GIVEN RECORDS –
○ ○ ○ ○

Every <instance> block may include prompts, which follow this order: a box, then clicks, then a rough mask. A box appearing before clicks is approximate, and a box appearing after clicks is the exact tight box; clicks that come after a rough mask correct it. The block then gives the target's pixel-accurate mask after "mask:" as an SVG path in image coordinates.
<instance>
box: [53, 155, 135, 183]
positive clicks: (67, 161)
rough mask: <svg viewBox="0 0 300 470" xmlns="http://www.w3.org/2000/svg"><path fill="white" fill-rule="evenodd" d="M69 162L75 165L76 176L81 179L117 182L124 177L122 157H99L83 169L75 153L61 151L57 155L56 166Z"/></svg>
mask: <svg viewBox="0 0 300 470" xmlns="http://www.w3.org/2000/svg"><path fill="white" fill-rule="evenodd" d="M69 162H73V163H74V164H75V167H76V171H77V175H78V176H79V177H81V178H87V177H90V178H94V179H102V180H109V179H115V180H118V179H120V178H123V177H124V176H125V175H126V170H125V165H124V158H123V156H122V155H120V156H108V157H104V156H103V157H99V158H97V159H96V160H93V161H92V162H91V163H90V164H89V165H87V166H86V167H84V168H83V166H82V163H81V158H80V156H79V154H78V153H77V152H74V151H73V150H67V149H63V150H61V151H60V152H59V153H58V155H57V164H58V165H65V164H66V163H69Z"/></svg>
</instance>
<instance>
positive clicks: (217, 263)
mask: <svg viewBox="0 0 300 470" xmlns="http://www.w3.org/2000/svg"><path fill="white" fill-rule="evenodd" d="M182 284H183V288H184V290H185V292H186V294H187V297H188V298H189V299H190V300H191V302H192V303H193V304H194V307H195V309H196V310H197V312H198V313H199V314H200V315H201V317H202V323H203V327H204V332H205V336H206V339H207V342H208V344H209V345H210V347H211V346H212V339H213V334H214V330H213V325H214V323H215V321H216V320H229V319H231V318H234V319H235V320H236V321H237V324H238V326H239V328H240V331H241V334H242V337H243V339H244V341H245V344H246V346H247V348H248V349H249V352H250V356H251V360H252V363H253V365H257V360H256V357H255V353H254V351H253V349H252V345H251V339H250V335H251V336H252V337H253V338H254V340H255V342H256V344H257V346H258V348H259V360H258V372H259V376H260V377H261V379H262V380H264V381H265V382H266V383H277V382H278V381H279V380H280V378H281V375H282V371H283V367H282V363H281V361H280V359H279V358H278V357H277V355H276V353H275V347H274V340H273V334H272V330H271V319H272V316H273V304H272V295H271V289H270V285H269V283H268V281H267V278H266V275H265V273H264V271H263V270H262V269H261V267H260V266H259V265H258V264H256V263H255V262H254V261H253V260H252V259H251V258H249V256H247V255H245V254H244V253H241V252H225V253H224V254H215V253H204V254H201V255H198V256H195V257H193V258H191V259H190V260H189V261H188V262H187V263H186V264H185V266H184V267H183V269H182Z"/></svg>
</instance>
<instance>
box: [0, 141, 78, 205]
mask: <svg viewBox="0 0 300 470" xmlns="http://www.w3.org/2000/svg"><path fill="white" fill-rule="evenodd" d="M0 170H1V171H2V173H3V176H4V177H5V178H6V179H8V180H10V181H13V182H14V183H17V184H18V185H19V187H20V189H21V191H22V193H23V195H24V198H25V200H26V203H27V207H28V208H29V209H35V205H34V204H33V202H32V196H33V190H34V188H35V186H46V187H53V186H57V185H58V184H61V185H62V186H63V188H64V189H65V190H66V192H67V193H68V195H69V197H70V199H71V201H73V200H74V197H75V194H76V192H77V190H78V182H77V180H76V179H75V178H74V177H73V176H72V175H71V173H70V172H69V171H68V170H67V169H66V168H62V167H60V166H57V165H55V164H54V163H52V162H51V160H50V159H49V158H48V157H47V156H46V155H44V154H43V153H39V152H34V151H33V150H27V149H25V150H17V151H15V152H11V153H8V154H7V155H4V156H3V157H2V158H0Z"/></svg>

○ ○ ○ ○

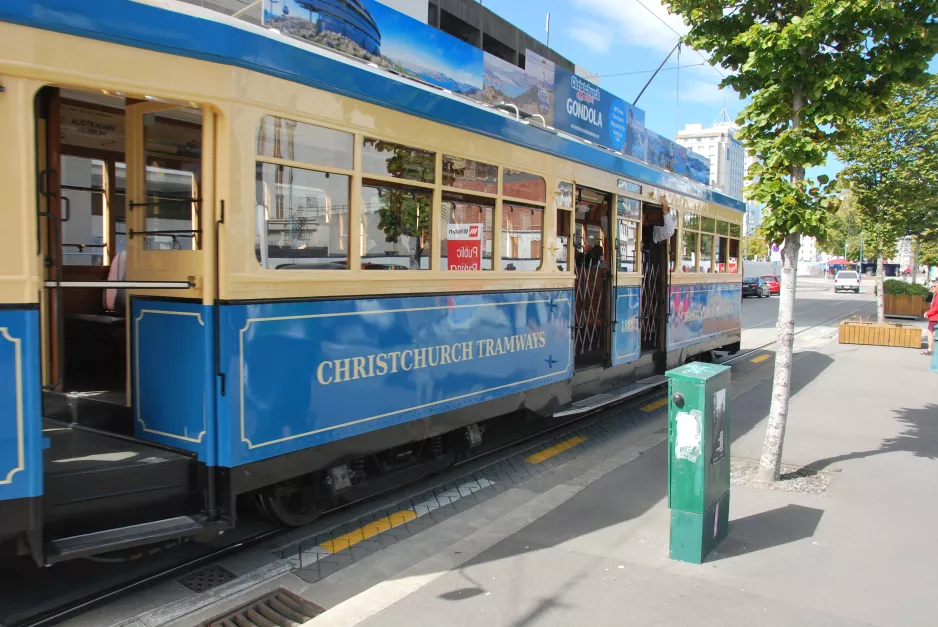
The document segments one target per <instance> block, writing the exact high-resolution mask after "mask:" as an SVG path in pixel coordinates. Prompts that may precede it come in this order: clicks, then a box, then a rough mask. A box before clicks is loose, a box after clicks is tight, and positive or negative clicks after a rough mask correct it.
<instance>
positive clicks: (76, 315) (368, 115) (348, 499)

○ ○ ○ ○

YOUR TASK –
Transcribe, exactly and without additions, the lines of the records above, beginning with the line that contains "Every <instance> block" and ending with the line that contains "positive clicks: (67, 161)", both included.

OUTPUT OF THE TASK –
Every <instance> block may include prompts, which follow this order: a box, then clicks, then a rough mask. A box appearing before clicks is approximate, and a box appearing after clicks is the exact tight box; clicks that come after a rough mask correct it. The block then gives the target's pixel-accurate mask after "mask:" as an SVG path in image coordinates.
<instance>
box: [53, 155, 135, 183]
positive clicks: (67, 161)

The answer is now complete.